— Start of Stored records —

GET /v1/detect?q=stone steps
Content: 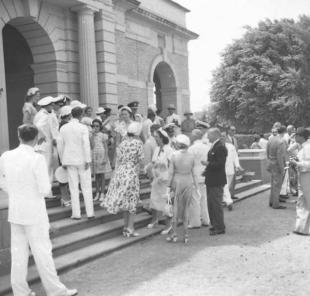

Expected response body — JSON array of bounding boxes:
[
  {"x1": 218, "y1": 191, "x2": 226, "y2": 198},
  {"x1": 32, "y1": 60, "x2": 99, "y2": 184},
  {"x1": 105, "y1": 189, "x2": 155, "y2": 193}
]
[{"x1": 0, "y1": 176, "x2": 270, "y2": 295}]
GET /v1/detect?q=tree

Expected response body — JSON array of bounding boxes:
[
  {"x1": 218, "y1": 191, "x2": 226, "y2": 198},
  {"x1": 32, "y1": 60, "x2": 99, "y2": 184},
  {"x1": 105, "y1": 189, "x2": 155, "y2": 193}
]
[{"x1": 210, "y1": 16, "x2": 310, "y2": 132}]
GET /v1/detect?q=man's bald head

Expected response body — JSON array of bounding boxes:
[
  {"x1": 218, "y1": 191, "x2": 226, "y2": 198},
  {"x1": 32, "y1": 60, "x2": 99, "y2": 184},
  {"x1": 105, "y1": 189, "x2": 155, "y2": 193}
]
[
  {"x1": 208, "y1": 127, "x2": 222, "y2": 143},
  {"x1": 192, "y1": 129, "x2": 203, "y2": 142}
]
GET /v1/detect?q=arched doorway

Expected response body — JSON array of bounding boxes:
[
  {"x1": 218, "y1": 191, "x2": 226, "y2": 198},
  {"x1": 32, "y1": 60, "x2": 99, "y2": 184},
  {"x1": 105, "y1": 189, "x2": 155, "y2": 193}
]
[
  {"x1": 2, "y1": 24, "x2": 34, "y2": 148},
  {"x1": 153, "y1": 62, "x2": 177, "y2": 116}
]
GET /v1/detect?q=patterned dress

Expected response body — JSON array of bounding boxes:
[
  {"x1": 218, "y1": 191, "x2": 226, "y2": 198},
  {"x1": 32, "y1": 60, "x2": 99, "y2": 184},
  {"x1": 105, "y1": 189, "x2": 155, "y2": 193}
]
[
  {"x1": 90, "y1": 132, "x2": 111, "y2": 175},
  {"x1": 104, "y1": 138, "x2": 144, "y2": 214}
]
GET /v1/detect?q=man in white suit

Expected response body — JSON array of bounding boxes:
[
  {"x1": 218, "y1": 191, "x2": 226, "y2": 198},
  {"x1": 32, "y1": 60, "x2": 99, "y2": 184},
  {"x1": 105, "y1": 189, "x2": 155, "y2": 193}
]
[
  {"x1": 223, "y1": 133, "x2": 242, "y2": 211},
  {"x1": 188, "y1": 129, "x2": 211, "y2": 228},
  {"x1": 57, "y1": 107, "x2": 94, "y2": 220},
  {"x1": 0, "y1": 124, "x2": 77, "y2": 296},
  {"x1": 33, "y1": 97, "x2": 58, "y2": 187}
]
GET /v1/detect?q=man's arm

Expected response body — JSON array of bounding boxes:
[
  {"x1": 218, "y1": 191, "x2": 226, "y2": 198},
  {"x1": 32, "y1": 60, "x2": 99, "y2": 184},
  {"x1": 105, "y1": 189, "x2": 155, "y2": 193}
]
[
  {"x1": 33, "y1": 154, "x2": 52, "y2": 197},
  {"x1": 208, "y1": 145, "x2": 227, "y2": 170}
]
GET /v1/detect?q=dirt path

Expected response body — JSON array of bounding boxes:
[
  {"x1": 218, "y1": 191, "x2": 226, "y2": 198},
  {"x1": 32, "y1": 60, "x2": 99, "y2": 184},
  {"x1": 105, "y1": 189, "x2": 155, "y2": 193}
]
[{"x1": 34, "y1": 192, "x2": 310, "y2": 296}]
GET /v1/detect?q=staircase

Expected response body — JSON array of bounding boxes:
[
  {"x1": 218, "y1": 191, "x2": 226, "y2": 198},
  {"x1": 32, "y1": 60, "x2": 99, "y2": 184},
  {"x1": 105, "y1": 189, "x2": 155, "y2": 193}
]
[{"x1": 0, "y1": 178, "x2": 270, "y2": 296}]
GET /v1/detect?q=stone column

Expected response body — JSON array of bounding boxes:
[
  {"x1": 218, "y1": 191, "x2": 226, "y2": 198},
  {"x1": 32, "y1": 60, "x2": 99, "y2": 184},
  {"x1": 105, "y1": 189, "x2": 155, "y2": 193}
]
[
  {"x1": 73, "y1": 5, "x2": 99, "y2": 110},
  {"x1": 0, "y1": 23, "x2": 9, "y2": 155}
]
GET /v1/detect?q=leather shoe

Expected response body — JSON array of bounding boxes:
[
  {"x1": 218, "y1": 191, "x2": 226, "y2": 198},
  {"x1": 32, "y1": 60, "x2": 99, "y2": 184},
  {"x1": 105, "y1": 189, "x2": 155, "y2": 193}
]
[
  {"x1": 66, "y1": 289, "x2": 78, "y2": 296},
  {"x1": 210, "y1": 230, "x2": 225, "y2": 235}
]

— End of Stored records —

Instructions to follow – Starting with the line that contains "GET /v1/detect?q=leather shoe" and going on through the end of the items, write those lines out again, swapping "leather shoe" for "canvas sneaker" and changing nothing else.

Response to the task –
GET /v1/detect?q=canvas sneaker

Expected response body — JSON array of bounding boxes:
[
  {"x1": 218, "y1": 191, "x2": 226, "y2": 198},
  {"x1": 32, "y1": 60, "x2": 99, "y2": 184},
  {"x1": 105, "y1": 189, "x2": 155, "y2": 193}
]
[
  {"x1": 66, "y1": 289, "x2": 78, "y2": 296},
  {"x1": 210, "y1": 230, "x2": 225, "y2": 235}
]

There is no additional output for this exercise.